**BRIEF**
Count the lines in the entries below that contain the string "market", treating uppercase and lowercase as different. Reply with the number only.

Dataset entries:
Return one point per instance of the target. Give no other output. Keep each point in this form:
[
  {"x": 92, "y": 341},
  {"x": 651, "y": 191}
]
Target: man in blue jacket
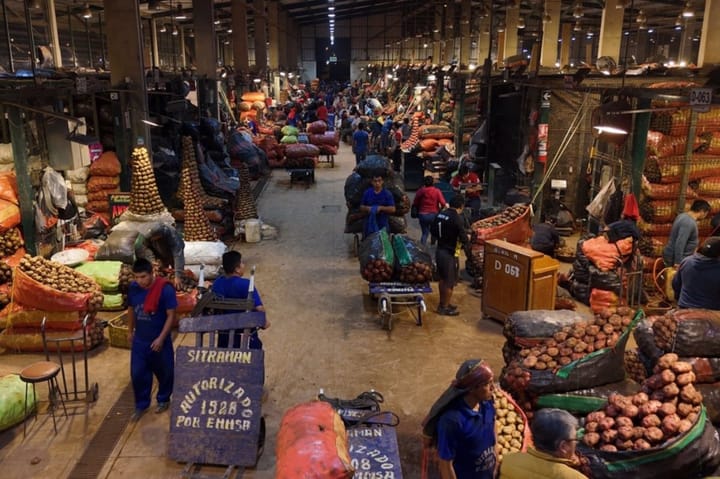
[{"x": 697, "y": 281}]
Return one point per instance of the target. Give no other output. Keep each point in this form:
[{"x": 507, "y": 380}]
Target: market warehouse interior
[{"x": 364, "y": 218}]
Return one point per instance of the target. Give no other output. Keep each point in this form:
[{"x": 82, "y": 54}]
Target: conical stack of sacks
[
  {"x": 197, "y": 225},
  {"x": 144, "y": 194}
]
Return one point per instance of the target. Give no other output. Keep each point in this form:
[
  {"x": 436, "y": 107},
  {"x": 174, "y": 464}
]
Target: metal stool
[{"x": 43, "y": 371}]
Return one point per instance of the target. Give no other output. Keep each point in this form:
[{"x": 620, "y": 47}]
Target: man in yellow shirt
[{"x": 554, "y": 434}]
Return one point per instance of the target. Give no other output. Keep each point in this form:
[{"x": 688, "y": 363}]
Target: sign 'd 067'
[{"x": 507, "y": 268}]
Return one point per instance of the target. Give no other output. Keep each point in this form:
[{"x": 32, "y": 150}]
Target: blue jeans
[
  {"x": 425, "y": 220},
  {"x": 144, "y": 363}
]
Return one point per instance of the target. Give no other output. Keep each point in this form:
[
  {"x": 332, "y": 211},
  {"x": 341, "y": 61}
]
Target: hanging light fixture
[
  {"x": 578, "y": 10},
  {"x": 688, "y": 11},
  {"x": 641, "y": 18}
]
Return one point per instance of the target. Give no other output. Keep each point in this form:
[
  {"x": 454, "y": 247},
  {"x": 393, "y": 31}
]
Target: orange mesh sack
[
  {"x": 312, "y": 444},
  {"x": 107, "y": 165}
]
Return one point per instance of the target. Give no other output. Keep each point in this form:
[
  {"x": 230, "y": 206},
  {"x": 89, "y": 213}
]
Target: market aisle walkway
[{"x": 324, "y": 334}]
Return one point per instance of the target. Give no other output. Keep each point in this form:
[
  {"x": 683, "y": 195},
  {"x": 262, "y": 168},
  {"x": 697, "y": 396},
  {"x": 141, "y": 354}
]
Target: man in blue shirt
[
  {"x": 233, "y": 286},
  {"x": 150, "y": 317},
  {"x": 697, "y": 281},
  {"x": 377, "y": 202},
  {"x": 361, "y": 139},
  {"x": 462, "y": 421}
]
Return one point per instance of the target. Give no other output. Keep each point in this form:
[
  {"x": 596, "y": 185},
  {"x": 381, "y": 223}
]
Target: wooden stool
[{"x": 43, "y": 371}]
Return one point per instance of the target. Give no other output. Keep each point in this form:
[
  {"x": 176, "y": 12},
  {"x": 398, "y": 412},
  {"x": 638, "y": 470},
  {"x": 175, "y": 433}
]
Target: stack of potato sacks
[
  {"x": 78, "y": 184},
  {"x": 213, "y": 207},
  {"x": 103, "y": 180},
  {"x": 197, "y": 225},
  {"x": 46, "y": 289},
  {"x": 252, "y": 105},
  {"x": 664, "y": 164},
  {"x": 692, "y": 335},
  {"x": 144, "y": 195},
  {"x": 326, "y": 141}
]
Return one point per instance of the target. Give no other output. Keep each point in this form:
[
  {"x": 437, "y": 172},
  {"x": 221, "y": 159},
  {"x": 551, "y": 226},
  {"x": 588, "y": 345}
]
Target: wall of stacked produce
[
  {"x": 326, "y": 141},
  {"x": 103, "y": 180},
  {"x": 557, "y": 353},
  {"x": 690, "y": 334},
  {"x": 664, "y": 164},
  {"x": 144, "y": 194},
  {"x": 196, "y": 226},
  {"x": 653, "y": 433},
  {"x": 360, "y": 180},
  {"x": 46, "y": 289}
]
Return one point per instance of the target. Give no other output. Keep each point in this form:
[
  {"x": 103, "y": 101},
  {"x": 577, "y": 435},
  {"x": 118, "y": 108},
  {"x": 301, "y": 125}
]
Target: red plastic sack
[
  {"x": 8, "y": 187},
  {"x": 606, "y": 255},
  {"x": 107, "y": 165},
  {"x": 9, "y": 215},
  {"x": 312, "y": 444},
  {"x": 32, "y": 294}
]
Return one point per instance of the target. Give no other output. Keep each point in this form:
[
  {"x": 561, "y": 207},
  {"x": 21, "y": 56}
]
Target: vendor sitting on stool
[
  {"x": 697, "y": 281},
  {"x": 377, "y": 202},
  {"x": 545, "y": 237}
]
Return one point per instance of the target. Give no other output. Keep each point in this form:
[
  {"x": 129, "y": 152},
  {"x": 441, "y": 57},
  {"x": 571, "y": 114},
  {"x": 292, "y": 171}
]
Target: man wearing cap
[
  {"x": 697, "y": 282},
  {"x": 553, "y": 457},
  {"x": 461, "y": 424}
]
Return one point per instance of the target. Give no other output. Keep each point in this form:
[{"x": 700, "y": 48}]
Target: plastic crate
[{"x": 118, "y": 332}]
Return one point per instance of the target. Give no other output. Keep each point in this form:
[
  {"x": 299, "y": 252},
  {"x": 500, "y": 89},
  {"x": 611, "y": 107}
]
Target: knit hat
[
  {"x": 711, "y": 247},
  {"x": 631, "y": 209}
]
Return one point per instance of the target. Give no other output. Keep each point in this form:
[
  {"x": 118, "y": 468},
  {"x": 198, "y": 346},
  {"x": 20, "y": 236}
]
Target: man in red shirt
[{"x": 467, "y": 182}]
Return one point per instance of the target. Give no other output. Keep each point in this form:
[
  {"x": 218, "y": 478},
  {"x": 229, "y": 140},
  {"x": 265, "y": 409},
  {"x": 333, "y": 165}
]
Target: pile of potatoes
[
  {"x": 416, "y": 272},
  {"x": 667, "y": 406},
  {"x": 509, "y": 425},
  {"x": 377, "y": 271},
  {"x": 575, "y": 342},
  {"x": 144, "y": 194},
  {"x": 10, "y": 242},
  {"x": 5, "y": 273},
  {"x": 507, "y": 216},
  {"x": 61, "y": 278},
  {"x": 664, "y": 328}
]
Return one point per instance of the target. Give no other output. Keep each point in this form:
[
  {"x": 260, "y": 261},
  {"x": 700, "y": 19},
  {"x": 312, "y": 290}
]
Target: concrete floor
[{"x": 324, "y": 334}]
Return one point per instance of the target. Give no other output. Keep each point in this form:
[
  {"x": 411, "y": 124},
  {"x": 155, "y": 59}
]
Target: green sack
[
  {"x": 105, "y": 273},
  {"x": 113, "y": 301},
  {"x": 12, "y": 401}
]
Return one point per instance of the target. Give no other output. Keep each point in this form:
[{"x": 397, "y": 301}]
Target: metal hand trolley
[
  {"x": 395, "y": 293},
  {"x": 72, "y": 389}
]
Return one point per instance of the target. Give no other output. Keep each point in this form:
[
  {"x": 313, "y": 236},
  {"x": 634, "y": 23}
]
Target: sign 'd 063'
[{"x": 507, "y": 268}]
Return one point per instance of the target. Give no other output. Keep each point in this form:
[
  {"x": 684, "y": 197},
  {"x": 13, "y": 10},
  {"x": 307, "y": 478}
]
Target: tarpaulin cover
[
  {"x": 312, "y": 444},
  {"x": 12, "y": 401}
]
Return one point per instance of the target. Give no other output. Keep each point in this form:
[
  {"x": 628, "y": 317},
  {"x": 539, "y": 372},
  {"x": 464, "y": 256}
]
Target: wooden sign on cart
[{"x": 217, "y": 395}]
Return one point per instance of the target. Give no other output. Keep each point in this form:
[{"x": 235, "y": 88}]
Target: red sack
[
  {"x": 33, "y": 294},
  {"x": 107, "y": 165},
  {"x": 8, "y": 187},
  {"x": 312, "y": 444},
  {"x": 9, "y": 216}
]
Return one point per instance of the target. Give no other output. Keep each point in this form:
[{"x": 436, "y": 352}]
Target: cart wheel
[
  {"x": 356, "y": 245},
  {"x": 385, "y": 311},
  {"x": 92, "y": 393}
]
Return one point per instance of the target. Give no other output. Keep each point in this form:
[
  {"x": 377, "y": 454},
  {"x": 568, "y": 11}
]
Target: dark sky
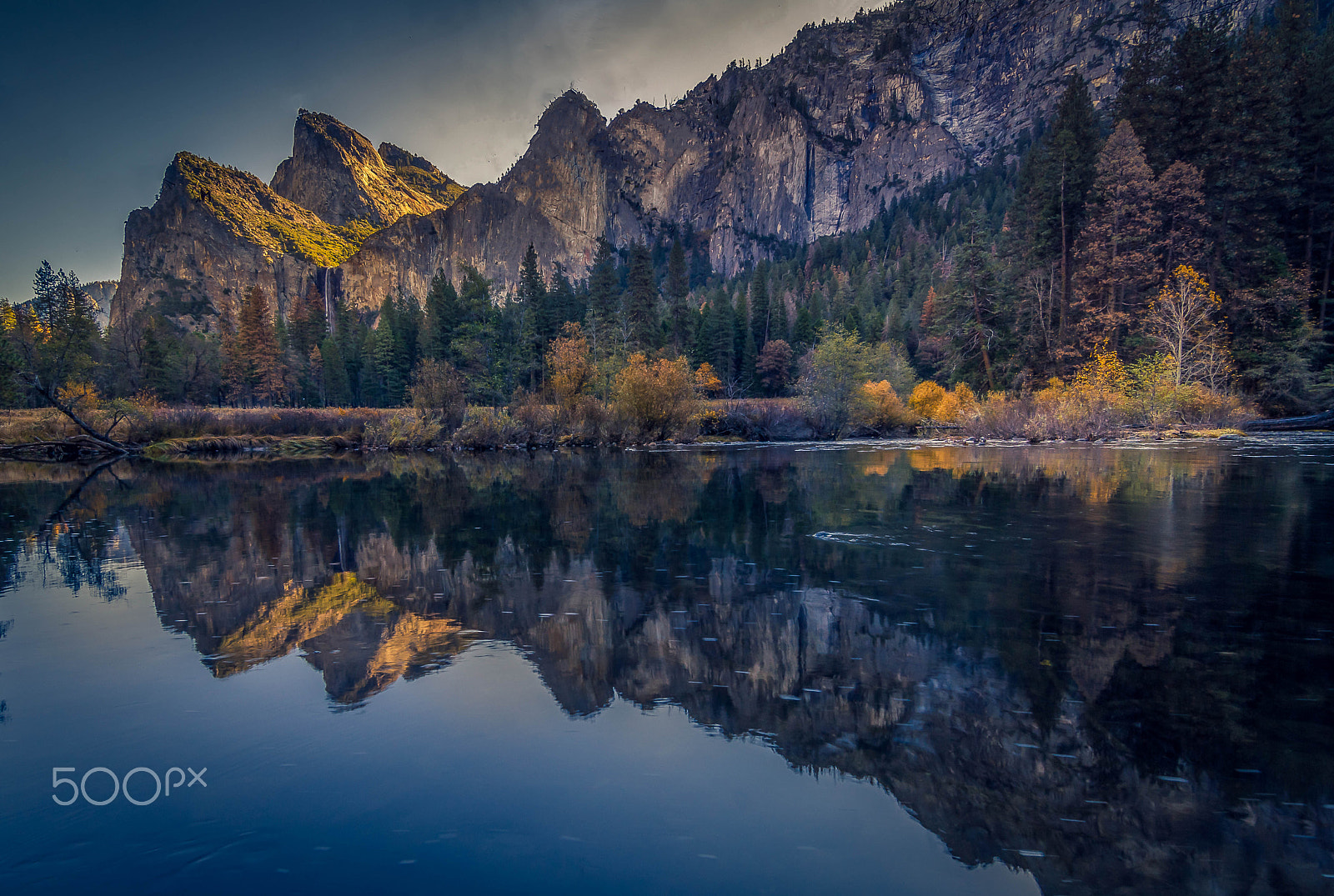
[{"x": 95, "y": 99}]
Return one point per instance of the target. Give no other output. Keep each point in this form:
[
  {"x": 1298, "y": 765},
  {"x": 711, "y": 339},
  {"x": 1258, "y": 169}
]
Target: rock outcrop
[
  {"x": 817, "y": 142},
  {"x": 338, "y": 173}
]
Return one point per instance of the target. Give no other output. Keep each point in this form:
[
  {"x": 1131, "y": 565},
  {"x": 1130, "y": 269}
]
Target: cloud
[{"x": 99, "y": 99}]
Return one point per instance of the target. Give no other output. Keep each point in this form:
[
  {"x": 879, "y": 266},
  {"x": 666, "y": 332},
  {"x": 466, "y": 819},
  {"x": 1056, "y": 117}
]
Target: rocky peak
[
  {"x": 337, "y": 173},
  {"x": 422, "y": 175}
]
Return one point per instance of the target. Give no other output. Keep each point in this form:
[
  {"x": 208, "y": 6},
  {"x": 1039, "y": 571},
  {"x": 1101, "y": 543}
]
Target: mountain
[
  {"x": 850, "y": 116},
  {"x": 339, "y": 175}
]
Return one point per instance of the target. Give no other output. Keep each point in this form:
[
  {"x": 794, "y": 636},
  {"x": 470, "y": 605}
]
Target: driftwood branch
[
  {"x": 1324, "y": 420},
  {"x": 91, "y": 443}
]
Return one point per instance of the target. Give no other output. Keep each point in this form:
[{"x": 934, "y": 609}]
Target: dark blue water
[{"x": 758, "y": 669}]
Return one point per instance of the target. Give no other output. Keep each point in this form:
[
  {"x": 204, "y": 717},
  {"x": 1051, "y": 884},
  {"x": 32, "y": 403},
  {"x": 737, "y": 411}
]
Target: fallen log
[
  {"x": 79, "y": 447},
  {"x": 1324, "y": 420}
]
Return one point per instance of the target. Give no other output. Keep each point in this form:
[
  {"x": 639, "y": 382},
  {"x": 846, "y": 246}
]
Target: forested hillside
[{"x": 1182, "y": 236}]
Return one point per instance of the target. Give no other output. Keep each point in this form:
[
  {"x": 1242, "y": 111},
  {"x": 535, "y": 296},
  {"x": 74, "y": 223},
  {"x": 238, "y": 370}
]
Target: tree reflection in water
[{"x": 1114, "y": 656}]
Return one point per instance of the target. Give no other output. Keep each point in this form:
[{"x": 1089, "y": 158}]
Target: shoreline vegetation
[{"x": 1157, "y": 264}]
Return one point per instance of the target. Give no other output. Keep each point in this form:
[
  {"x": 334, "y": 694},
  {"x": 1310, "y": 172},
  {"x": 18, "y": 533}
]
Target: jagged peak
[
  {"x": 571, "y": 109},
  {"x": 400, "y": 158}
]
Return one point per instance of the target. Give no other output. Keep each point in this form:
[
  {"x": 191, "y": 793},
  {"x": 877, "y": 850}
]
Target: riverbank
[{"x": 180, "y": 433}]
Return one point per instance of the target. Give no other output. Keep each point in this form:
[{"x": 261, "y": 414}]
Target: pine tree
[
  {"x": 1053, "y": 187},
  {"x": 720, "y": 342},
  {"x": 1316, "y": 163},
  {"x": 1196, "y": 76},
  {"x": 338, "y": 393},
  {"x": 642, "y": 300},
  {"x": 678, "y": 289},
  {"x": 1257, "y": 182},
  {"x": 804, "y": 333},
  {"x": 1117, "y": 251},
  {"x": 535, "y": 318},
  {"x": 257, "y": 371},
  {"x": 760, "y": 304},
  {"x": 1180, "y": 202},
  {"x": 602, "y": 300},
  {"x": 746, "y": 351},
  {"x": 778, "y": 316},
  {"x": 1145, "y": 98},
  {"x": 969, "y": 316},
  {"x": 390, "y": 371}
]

**SOLUTION FOR THIS EXERCISE**
2